GIVEN TEXT:
>>>

But isn’t attendance, and interest in a program or team, contingent upon winning?
“No,” Hersh says. “Winning is 25 percent of it, that’s it. Winning is great, but it’s only part of the deal.
“We’ve had runs (in football) on the radar over the years with Mouse Davis and Pokey Allen, but we have a spurt, then it disappears. We have to build a base that recognizes that — no disrespect to Lewis & Clark — this is the only football game in town. There is great football in Eugene and Corvallis, but you don’t have to go down there to see good football. We haven’t done a good job telling that to the market and building the next generation of fans.
“We have an identity crisis we need to solve. We’re the state’s largest school. Our programs have not had the type of success that warrant the type of attention that makes us household words. That’s just being honest. We need to develop a new fan base. To do that, you have to go outside the box.”
Hersh says the Vikings must think beyond the campus, and must cultivate a younger set of followers.
“We’re not reaching the next generation,” he says. “Our absence in the under-35 crowd is significant. Too much time has been spent marketing the Park Blocks and not enough to time in a city of 2.2 million people. That’s the first change. We need to reach out to the community and develop our niche.”
Hersh wants bodies in the seats at games — and people who have paid something for tickets.
“We have to build perceived value,” he says. “Nobody gives away their product. There were too many people sitting for free at Portland State games last year.”
Hersh’s promotions started during last basketball season, when the Vikings brought in competitive hot dog eater Takeru Kobyashi and a chainsaw juggler for halftime entertainment. They also offered an “all-you-can-eat” to all paying customers, including students, who get in free (though they contribute to athletics through student fees). There was cost to the athletic department, Hersh concedes, but it was more than made up for through sponsorship generated from the promotion.

<<<

REQUIRED TASKS:
[a] Rewrite the part of the passage on Portland State athletics that opens with the words containing "But isn’t attendance, and" and closes with "generation of fans.", changing "market" to "public".
[b] List every person the passage on Portland State athletics names.
The records aren't needed for these tasks.

RECORD EXCERPTS:

>>>

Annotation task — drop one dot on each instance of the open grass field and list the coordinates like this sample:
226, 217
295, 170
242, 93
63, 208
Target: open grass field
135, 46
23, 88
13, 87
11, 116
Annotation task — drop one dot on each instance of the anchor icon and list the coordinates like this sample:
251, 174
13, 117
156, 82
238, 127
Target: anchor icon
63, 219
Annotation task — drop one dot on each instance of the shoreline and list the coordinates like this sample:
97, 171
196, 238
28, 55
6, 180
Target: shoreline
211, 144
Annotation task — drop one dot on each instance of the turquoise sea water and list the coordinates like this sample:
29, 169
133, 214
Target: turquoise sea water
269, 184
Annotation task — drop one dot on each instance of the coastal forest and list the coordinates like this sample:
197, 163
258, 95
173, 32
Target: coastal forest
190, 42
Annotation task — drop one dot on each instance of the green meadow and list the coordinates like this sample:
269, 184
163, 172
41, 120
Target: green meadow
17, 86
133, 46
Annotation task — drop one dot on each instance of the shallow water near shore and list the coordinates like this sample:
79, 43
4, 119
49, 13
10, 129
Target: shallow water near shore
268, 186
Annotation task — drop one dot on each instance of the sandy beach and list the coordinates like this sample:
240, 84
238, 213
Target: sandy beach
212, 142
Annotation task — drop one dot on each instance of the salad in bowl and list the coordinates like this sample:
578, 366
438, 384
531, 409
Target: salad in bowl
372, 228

<<<
>>>

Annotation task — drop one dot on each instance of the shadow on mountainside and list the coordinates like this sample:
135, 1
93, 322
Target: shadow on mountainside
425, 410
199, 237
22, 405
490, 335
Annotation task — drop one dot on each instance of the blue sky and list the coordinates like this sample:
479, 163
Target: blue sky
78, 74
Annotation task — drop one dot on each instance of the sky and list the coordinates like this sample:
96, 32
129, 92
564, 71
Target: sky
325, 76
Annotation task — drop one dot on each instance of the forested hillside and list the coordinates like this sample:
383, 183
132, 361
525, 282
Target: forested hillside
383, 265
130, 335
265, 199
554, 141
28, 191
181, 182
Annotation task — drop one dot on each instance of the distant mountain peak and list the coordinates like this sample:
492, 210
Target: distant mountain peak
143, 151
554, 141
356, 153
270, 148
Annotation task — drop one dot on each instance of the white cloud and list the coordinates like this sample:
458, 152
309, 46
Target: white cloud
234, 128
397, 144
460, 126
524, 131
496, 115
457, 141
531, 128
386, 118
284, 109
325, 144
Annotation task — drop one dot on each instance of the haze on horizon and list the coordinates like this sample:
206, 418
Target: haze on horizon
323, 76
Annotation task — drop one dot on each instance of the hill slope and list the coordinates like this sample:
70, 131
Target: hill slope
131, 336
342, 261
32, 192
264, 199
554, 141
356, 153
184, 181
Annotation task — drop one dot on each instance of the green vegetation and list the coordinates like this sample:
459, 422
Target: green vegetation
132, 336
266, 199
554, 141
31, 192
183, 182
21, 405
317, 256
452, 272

<<<

ANSWERS BY ITEM NUMBER:
[a]
But isn’t attendance, and interest in a program or team, contingent upon winning?
“No,” Hersh says. “Winning is 25 percent of it, that’s it. Winning is great, but it’s only part of the deal.
“We’ve had runs (in football) on the radar over the years with Mouse Davis and Pokey Allen, but we have a spurt, then it disappears. We have to build a base that recognizes that — no disrespect to Lewis & Clark — this is the only football game in town. There is great football in Eugene and Corvallis, but you don’t have to go down there to see good football. We haven’t done a good job telling that to the public and building the next generation of fans.

[b] Hersh, Mouse Davis, Pokey Allen, Takeru Kobyashi